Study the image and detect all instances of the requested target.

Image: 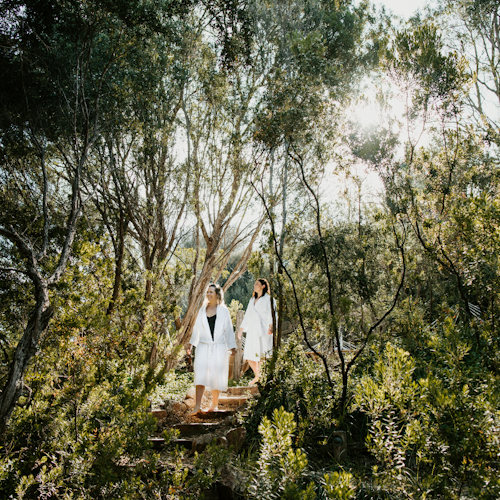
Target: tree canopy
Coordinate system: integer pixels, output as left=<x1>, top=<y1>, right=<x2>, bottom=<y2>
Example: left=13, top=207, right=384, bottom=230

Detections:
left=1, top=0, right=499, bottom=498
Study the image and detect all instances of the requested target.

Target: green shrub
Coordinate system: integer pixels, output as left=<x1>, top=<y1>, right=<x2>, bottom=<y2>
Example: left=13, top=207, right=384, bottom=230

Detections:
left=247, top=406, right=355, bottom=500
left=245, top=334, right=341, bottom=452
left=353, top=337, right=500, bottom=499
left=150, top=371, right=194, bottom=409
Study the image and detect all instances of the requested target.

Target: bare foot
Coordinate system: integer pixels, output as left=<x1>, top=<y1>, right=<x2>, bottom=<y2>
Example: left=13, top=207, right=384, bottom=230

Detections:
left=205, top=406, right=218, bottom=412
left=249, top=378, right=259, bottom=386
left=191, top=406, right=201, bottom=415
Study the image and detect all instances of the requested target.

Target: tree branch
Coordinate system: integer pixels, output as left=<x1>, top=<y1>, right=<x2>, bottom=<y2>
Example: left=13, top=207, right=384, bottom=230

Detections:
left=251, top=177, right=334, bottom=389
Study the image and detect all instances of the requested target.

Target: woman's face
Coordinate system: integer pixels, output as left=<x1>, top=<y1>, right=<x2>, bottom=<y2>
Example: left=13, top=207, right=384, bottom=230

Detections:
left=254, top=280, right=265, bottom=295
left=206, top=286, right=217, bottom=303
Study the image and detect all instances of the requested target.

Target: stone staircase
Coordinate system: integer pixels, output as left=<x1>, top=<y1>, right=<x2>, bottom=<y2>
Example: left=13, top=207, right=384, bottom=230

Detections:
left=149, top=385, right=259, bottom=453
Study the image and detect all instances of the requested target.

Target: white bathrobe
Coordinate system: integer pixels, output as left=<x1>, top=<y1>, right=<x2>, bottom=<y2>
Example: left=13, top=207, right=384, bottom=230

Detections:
-*-
Directions: Where the data contains images, drop them and print the rest exactly.

Expected output:
Study the image and detect all instances of the requested target.

Image: 
Target: tree canopy
Coordinate system: integer pixels, output as left=<x1>, top=<y1>, right=<x2>, bottom=<y2>
Example: left=13, top=207, right=384, bottom=230

Detections:
left=1, top=0, right=499, bottom=498
Study the image and detect all instances of the requested target.

Target: green shrub
Coordinate system: integer pixels, output as left=<x1>, top=<y1>, right=<x2>, bottom=<y2>
Example: left=13, top=207, right=384, bottom=230

Detections:
left=247, top=406, right=355, bottom=500
left=245, top=334, right=341, bottom=452
left=353, top=337, right=500, bottom=499
left=150, top=371, right=194, bottom=409
Study the image and detect all instances of the requested target.

Target: bare foot
Coordinate system: integer pixels, output as left=<x1>, top=<y1>, right=<x2>, bottom=<y2>
Example: left=13, top=207, right=384, bottom=230

Detections:
left=205, top=406, right=218, bottom=412
left=249, top=378, right=259, bottom=386
left=191, top=406, right=201, bottom=415
Study the image and detect all instances of the requested target.

Target: tree branch
Coordinate system: integer pixels, output as left=<x1>, top=<y1>, right=<x2>, bottom=<y2>
Example: left=13, top=207, right=384, bottom=230

Detections:
left=251, top=177, right=334, bottom=389
Study the image and detect all instances of the requested target.

Target: woman's face
Coordinate system: integer pixels, output as left=<x1>, top=<y1>, right=<x2>, bottom=<y2>
Example: left=13, top=207, right=384, bottom=230

Detections:
left=254, top=280, right=265, bottom=295
left=206, top=286, right=217, bottom=303
Study the image and detect all instances of the requested target.

Target: stone staircase
Coordinate system: integer pixels, output as left=<x1>, top=<y1>, right=<x2>, bottom=<y2>
Example: left=13, top=207, right=384, bottom=230

Detections:
left=149, top=385, right=259, bottom=453
Study the image and detect all instances of the requested target.

Target: white bathrobe
Coordinate system: integer pixels, output as left=<x1>, top=<y1>, right=<x2>, bottom=<y2>
Example: left=13, top=207, right=384, bottom=230

Detections:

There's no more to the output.